- [Données fournies]:
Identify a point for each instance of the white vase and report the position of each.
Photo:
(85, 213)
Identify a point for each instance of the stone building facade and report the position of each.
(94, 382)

- [À faire]: Modifiez les données ci-dessus en remplaçant « report » par « give », sans rien changer d'autre.

- [Résultat]:
Identify a point for each instance of the white vase and give the position of each.
Photo:
(85, 213)
Identify a point for each instance of the stone building facade and give the position of each.
(94, 382)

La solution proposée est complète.